▶ _Excerpted passage_:
● ● ●

The extra CO2 is produced by the burning of fossil fuels, currently emitting approximately 7 billion tons of carbon per year, and roughly half is absorbed by vegetation and the oceans. Researchers believe the yearly fluctuations in CO2 build-up are caused largely by nature's variable ability to absorb the emissions. The atmospheric concentration of carbon dioxide is now higher than experienced on Earth for at least the last 400,000 years, and the rise is expected to continue. Over the past two decades, only half of the CO2 released by human activities such as fossil fuel burning, the so-called ?anthropogenic CO2,? is still in the atmosphere; about 30% has been taken up by the ocean, and 20% by the terrestrial biosphere.

This new finding follows reports that 2005 was probably the warmest year on record, with temperatures slightly higher than the previous peak in 1998. Also, scientists at the US National Snow and Ice Data Center, in Boulder, Colorado, reported that Arctic sea ice did not reform fully in the winter of 2005 after record rates of melting during the summer.

Until recently the largest increases in concentrations of CO2 always occurred during El Ni'o years, when tropical vegetation grows more slowly due to lack of rain and fires occur in dried-out rainforests. The greatest recorded increase of 2.7 ppm occurred in the El Ni'o year of 1998. However, scientists are alarmed by the fact that none of the past three years of near-record increases have coincided with an El Ni'o event.

According to Peter Cox, a scientist at the Center for Ecology and Hydrology in Dorset, UK, who studies the interaction between plants and the atmosphere, the recent surge in CO2 levels ?may be the first evidence of a feedback from the carbon cycle, in which plants under heat stress from global warming start to absorb less carbon dioxide?.

Not only are plants slowing their rate of CO2 absorption, but coastal carbon sinks are shrinking as well. Mangrove forests, which play a large role in sequestering carbon from the atmosphere and dissolving it into the ocean, are disappearing rapidly. A research team led by Thorsten Dittmar of Florida State University in Tallahassee studied how much mangroves contribute to the organic carbon dissolved in ocean waters off the coast of Brazil. They came to the conclusion that even though intertidal mangrove forests cover only 0.1% of the earth's surface, they contribute up to 10 per cent worldwide of the ocean's dissolved organic carbon. This is approximately equal to the amount reaching the ocean from the Amazon river, the largest single source of dissolved organic carbon.

● ● ●

▶ _Written exercise_:
Write out the part of the carbon dioxide passage between "This new finding" and "El Ni'o event.", inclusive, word for word.

▶ _Record excerpts_:
● ● ●

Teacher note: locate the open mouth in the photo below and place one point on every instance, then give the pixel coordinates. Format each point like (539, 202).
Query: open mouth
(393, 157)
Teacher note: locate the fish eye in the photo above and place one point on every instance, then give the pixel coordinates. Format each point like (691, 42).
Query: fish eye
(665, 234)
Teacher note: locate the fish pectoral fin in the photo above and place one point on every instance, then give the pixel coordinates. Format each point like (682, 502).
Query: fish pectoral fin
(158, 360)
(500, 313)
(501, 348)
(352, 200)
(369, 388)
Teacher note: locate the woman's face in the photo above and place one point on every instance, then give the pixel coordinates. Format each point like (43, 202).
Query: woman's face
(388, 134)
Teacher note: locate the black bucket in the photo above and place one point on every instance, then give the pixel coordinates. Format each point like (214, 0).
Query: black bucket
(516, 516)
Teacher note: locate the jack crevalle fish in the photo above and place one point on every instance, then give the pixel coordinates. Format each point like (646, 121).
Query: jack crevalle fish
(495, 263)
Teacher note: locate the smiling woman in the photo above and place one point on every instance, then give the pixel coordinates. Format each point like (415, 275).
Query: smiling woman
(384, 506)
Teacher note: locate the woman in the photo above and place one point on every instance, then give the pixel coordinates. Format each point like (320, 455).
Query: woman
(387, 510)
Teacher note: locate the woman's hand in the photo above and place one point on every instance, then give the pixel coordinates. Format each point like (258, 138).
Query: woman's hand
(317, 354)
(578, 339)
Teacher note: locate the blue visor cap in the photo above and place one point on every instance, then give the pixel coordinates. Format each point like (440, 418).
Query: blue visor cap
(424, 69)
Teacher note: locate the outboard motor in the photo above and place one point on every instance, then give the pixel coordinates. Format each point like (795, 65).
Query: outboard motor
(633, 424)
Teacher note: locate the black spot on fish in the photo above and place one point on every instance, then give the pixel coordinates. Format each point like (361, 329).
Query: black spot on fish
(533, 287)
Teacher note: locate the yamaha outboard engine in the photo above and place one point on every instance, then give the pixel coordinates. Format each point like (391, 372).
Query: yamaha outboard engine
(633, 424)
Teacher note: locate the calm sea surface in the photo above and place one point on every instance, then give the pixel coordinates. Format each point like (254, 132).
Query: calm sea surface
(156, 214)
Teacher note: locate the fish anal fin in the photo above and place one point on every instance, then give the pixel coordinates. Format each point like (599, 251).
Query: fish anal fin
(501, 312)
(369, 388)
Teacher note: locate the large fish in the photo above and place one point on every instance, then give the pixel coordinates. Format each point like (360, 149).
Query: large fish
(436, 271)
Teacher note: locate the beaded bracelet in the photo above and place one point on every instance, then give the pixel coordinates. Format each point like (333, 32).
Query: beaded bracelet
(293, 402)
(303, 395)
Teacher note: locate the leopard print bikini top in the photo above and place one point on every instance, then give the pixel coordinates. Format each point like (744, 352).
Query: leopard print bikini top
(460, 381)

● ● ●

▶ _Response for this exercise_:
This new finding follows reports that 2005 was probably the warmest year on record, with temperatures slightly higher than the previous peak in 1998. Also, scientists at the US National Snow and Ice Data Center, in Boulder, Colorado, reported that Arctic sea ice did not reform fully in the winter of 2005 after record rates of melting during the summer.

Until recently the largest increases in concentrations of CO2 always occurred during El Ni'o years, when tropical vegetation grows more slowly due to lack of rain and fires occur in dried-out rainforests. The greatest recorded increase of 2.7 ppm occurred in the El Ni'o year of 1998. However, scientists are alarmed by the fact that none of the past three years of near-record increases have coincided with an El Ni'o event.